• [Instruction 1] How would you render this sentence from the digital asset preservation text in Spanish: "The storage policy component 130 may establish and maintain the storage policies and disaster recovery conditions."
• [Instruction 2] In the digital asset preservation text, why is the tolerance for loss zero for preservation and master assets? Answer in one to three sentences.
• [Instruction 3] Can you write the next part of the digital asset preservation text, picking up after its last sentence?

[START OF Page]

The ingest component 120 may also automatically display ingest
workflow status (e.g., in progress, successful, quarantined,
duplicate, deleted, etc.), display and reference associated barcode
information upon ingest, navigate to an asset from the dashboard
upon ingest, display and reference associated ingest work orders
upon ingest, etc.
[0047] The storage policy component 130 may establish and maintain
the storage policies and disaster recovery conditions. The
tolerance for asset loss is zero for preservation and master assets
(e.g., original) because these are expensive, or may even be
impossible, to recreate. Accordingly, distribution and proxy assets
may be recreated that do not have the same zero tolerance level.
The content integrity of assets may be maintained through scheduled
health checks to confirm that no corruption exists or repair is
made when required. For instance, any corruption found through a
failed health check may be repaired within a predetermined time
period (e.g., within one week).
[0048] Examples of functional specifications for the storage policy
component 130 may provide that at least two copies of all assets
are system accessible and are to be registered in a digital asset
management system. In addition, all copies of assets may be
migrated to any new media, based on technology obsolesce and
supportability. Checksums or other digital fingerprints on all
copies may be generated and validated on a periodic basis.
Additional policies may include conditions for asset replication,
media migration, geographical separation, asset access, etc. For
example, the copies may be stored in geographically diverse
locations and may also be stored in technically diverse storage
media to protect against geographic location failure (e.g., flood,
power failure, physical destruction, etc.) and storage media
failure (e.g., media deterioration, material flaws, etc.) It should
be noted that the exemplary embodiments described the use of
checksums to monitor the health of the assets. However, any other
method of monitoring the health of the assets may be used (e.g.,
digital certificates, digital signatures, etc.).
[0049] The health check and repair component 140 may establish and
maintain the health check policies and conditions. According to the
exemplary embodiments, the health check and repair component 140
may automatically run health checks on assets based on a
predetermined schedule. If the health check fails an error
notification may be sent to an achieve team. The repair process may
be triggered automatically following the failed health check, and
policies may dictate the time frame for performing the repair
operations (ex: within 72 hours). Upon a successful repair, the
health check component 140 may re-execute a health check on the
assets. Furthermore, information related to the health check and
the repair operations may be logged in a historical transaction log
maintained for each record.
[0050] The health check and repair component 140 may feature a
health check dashboard to monitor and track any health checks. An
exemplary health check dashboard 1100 is depicted in FIG. 11. In
addition, the user may review a replicate summary of health check
status, update schedule dates for subsequent health checks, export
health check per-replicate history information, etc.
[0051] The searching component 160 may establish and maintain the
search conditions for the preservation component 110. The search
conditions may include searchable fields, wherein the fields
introduced with complex assets and health checks may be searchable
in a material search dashboard to the user. Attributes may include
material attributes (e.g., group type, etc.), file attributes
(e.g., file name, MD5 checksum, ingest date, file status, etc.),
health check attributes (e.g., last check date, next check date,
health check status, replicate location, etc.), etc.
[0052] Furthermore, the fields introduced with complex assets and
health checks may be available selections in a comprehensive search
result grid. The result set may continue to be populated with
material rows that match the specific criteria. The results may
include static fields (e.g., last health check data, next health
check date, group type, etc.) as well as aggregated fields (e.g.,
total file count, total file size, health check file count, health
check progress, health check status, etc.).

[END OF Page]
[START OF Stored rows]

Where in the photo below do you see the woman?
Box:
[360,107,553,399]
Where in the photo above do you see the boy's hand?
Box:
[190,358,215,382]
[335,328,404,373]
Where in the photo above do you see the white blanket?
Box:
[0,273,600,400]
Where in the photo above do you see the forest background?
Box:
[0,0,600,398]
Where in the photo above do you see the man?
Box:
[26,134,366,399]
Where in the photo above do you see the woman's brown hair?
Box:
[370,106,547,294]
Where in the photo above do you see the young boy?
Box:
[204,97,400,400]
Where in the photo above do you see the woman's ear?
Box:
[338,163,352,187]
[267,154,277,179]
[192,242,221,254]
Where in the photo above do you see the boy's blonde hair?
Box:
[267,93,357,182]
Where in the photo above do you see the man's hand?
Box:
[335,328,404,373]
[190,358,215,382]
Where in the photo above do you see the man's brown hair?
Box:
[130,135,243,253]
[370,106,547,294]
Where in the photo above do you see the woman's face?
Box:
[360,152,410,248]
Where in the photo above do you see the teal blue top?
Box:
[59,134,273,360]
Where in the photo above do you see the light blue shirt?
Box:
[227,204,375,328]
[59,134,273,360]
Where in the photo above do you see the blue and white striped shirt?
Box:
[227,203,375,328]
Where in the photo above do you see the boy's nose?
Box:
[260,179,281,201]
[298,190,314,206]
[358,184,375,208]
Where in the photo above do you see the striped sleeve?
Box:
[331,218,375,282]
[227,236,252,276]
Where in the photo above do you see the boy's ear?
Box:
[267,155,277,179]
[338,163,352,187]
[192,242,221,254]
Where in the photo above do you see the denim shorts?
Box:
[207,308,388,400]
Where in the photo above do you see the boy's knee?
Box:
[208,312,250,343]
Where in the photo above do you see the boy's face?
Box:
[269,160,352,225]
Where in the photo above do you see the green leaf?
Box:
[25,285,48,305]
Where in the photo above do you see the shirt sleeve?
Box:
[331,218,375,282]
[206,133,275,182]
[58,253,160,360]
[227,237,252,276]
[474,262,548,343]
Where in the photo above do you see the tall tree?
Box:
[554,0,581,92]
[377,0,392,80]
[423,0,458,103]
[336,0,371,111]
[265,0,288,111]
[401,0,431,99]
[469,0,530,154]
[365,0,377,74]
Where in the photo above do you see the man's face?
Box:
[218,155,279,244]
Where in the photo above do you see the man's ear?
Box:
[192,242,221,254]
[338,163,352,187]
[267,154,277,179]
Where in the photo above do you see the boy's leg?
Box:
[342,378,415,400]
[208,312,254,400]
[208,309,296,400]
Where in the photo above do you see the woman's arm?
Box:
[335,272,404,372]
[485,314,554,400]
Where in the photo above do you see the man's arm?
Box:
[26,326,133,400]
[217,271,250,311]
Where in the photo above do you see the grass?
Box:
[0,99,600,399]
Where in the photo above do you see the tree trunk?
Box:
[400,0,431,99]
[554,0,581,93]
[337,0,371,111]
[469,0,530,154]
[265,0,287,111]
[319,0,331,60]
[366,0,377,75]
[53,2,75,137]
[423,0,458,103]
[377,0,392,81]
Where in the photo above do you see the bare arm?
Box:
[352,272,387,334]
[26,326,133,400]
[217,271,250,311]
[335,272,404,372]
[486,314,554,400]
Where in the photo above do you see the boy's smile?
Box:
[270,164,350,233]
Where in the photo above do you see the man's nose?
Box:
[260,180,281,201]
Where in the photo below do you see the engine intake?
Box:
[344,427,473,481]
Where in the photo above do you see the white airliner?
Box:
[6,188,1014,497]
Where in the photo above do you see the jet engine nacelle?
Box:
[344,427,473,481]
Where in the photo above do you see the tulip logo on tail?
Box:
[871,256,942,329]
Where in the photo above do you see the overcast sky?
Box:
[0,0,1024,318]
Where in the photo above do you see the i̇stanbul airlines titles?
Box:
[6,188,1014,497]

[END OF Stored rows]

• [Expected output 1] El componente de políticas de almacenamiento 130 puede establecer y mantener las políticas de almacenamiento y las condiciones de recuperación ante desastres.

• [Expected output 2] Preservation and master assets, such as originals, are expensive or may even be impossible to recreate, so no loss of them can be tolerated. Distribution and proxy assets can be recreated, so they do not carry the same zero tolerance.

• [Expected output 3]
[0053] The reporting component 150 may establish and maintain
reporting policies for the preservation component 110. For
instance, the reporting policies may relate to asset inventory
reporting, asset movement reporting, asset health reporting,
etc.
[0054] The export component 170 may control the exporting of the
asset to users of the preservation system 100. For example, the
preservation system 100 may receive a request for an asset export
from a user via the user interface 180. The export component 170
may determine if the requesting user has permission to export the
requested asset and then fulfill or deny the user's request. If the
user's request is to be fulfilled, the export component 170 may
retrieve the asset via the storage interface 135 and provide the
requested asset to the user.
[0055] The user interface 180 may include any user interface
component such as the exemplary dashboards described above that
allows users of the preservation system 100 to interact with the
preservation system 100. Other examples may include any type of
graphical user interface (GUI) such as an ingest GUI that allows a
user to select assets for ingest, a search GUI that allows users to
format a search for assets, an export GUI that allows users to
select assets for export, etc.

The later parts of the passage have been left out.